◆ Goal 1:
Write out a passage from the interview with the author Max, beginning at the words "Years later, it's" and stopping after the words "from law school.".
◆ Goal 2:
Answer these questions using the interview with the author Max.
(a) Who conducted the interview?
(b) What is the title of the author's latest hardcover?
(c) Which publication said that he invented a genre?
◆ Goal 3:
Extend the interview with the author Max, continuing from where it stops.

***** Reading text

Years later, it's hard to pass through an airport book store or Barnes & Noble without noticing the author smiling (or maybe smirking) down at you from his prominent spot on their shelves. However, the party's got to end sometime, and the author who shared his swigs with millions has recently placed his crown on the ground, announcing his retirement from the fratire game following the release of his latest hardcover, Hilarity Ensues, which just hit shelves last week. Complex spoke to Max about his rise to fame, calling it quits, and approach-anxiety remedies that might make your Valentine's Day a little bit happier.

Interview by Lauren Otis (@LaurNado)

For starters, your books were inspired by the series of ridiculous emails you’d send back and forth with your boys from law school.
Wait a minute—you actually did a modicum of research. You can’t be a journalist. If you read the book, you’re not a journalist. You’re some impostor! No journalist actually does any work.

The stories definitely read that way, almost like messages to friends, and it gives readers this sense of familiarity with you from the very beginning. What made you opt for that format?
You almost answered your own question because I didn’t really opt for a format—I started writing because it was about making my friends laugh, and when you’re talking to your friends, you can’t bullshit. You can’t fill your emails with crap, at least not with my friends, because they’re brutal. If something sucks, they’ll tell you. It was an emerging property of the medium and it’s a very stripped down, immediate, urgent style. When I started doing it, no one else was really writing like that, which I guess is why the New York Times said that I invented a genre. It didn’t occur to me that anyone else would like that stuff, but I guess they did!

What was your process like for keeping track of these exploits? Did you find yourself waking up from a hangover and reaching for a pen, dream-journal-style?

**********
***** Source data

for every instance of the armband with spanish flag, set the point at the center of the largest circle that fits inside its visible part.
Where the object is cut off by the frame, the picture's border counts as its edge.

**********

◆ Right answer 1:
Years later, it's hard to pass through an airport book store or Barnes & Noble without noticing the author smiling (or maybe smirking) down at you from his prominent spot on their shelves. However, the party's got to end sometime, and the author who shared his swigs with millions has recently placed his crown on the ground, announcing his retirement from the fratire game following the release of his latest hardcover, Hilarity Ensues, which just hit shelves last week. Complex spoke to Max about his rise to fame, calling it quits, and approach-anxiety remedies that might make your Valentine's Day a little bit happier.

Interview by Lauren Otis (@LaurNado)

For starters, your books were inspired by the series of ridiculous emails you’d send back and forth with your boys from law school.

◆ Right answer 2:
(a) Lauren Otis
(b) Hilarity Ensues
(c) The New York Times

◆ Right answer 3:
At the very beginning, that’s what happened, and then what inevitably happened was that I forgot so much shit that I lost a lot of great stories. What I learned was that if I was going to write stories about my nights out, I needed to come up with a better system.

What I started doing was taking a voice recorder out with me. Through the course of the night, if someone said something funny or if something noteworthy happened, I would just take out my voice recorder and record a little 20-second file, like, “Joe said X, Y, and Z." So the next morning I’d wake up and if it was a good night I’d have maybe 40 files on there. I’d listen to them and the first ten would be sober, and then the next 20 would be slurring a little bit, and then the last ten would be jibberish, shit I didn’t remember at all, or shit that was stupid! If it was good, I’d write up a rough draft and call my friends and ask what happened. They’d say, “Oh, you forgot this! And that actually happened this way.” I’m not writing a police report, it doesn’t matter what precise time we got to the diner—it’s just a matter of the big events and what was funny and interesting.

It's similar to the way the cast of It’s Always Sunny In Philadelphia would help each other fill in story details after they’ve had nights of browning out.
Exactly.

You aren’t afraid to go into explicit details with your stories, even if they don’t paint the most flattering picture. Is there anything you wouldn’t write about in your books?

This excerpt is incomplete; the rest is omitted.